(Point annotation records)
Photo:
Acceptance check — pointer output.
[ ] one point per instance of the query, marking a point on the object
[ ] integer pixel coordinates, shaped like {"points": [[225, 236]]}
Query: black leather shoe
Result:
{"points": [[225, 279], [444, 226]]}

■ **Aim**: Write out the rows again, swapping "Result" for "Output" and leaving everything else unchanged.

■ **Response for this exercise**:
Photo:
Acceptance check — pointer output.
[ ] one point per instance of the query, marking a point on the object
[ ] integer pixel coordinates, shaped like {"points": [[225, 236]]}
Query: black leather shoe
Output:
{"points": [[225, 279], [444, 226]]}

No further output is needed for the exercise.